◆ Task objective
Can you print every one of these records word for word, leaving the pictures out?

Part of a data file:
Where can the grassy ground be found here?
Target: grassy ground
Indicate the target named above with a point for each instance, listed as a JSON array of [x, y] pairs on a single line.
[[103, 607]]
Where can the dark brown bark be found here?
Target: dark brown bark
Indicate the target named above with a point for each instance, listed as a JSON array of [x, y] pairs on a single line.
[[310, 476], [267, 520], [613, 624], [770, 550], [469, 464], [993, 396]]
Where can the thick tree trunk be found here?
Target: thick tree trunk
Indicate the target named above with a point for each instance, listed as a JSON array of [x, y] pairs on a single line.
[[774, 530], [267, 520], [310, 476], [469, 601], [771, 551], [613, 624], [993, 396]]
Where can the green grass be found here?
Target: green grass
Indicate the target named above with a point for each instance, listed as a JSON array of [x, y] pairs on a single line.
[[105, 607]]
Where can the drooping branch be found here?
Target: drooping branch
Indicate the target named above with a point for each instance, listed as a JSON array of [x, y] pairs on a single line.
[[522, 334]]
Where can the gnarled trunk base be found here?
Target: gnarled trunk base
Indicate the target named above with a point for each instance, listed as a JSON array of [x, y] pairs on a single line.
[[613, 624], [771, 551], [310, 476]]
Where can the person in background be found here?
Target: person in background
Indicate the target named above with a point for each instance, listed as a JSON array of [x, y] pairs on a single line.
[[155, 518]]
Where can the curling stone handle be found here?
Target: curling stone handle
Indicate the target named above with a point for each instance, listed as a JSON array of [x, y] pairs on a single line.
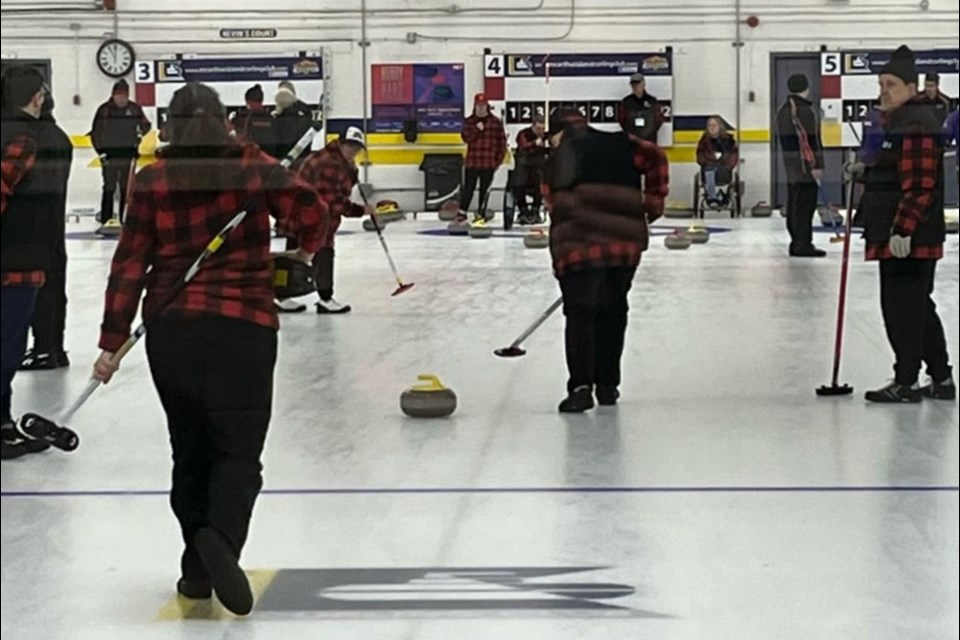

◆ Final result
Where can the grassy ground be found here?
Target: grassy ground
Indicate the target named above with a point for each instance, listed as a JSON array of [x, y] pairs on a single line.
[[103, 607]]
Where can the dark brown bark be found here?
Target: dark brown bark
Indicate the target named above with a point for each instance, listed as a JSON array of [x, y] pairs on a single line.
[[310, 476], [267, 520], [613, 624], [770, 550], [469, 464], [993, 396]]
Where can the thick tree trunk be found here?
Target: thick tree trunk
Indicate the target named above with a point for each instance, listed as a JSON array of [x, y] pairs on a single line.
[[774, 530], [267, 520], [310, 476], [469, 601], [771, 551], [613, 624], [993, 396]]
Where can the green grass be found here?
Target: green grass
Indicate the target named above with a point for each instance, listed as a JSON array of [x, y] pairs on a single line.
[[105, 607]]
Where can the drooping branch be found here?
Target: drooping branch
Indicate the target named above with a point for each instance, listed as a JSON array of [x, y] pairs on a single line.
[[522, 334]]
Where can the gnarled trunk base be found here?
Target: gnarled trunk base
Indicate the target named above with a point for each instance, listed as a JSON array of [x, y] pairs on a single line.
[[613, 624], [771, 551], [310, 476]]
Where can the person in background be found here?
Target: person in background
Indicate the target named above with a point for each instance, listed as a JSON array of [x, y] pairs on a single line.
[[155, 518]]
Where can the curling stone handle be found here?
Target: curling stone handle
Indicate the target named above with a point for each instance, listed as a JSON array of [x, y] pairs on a single line.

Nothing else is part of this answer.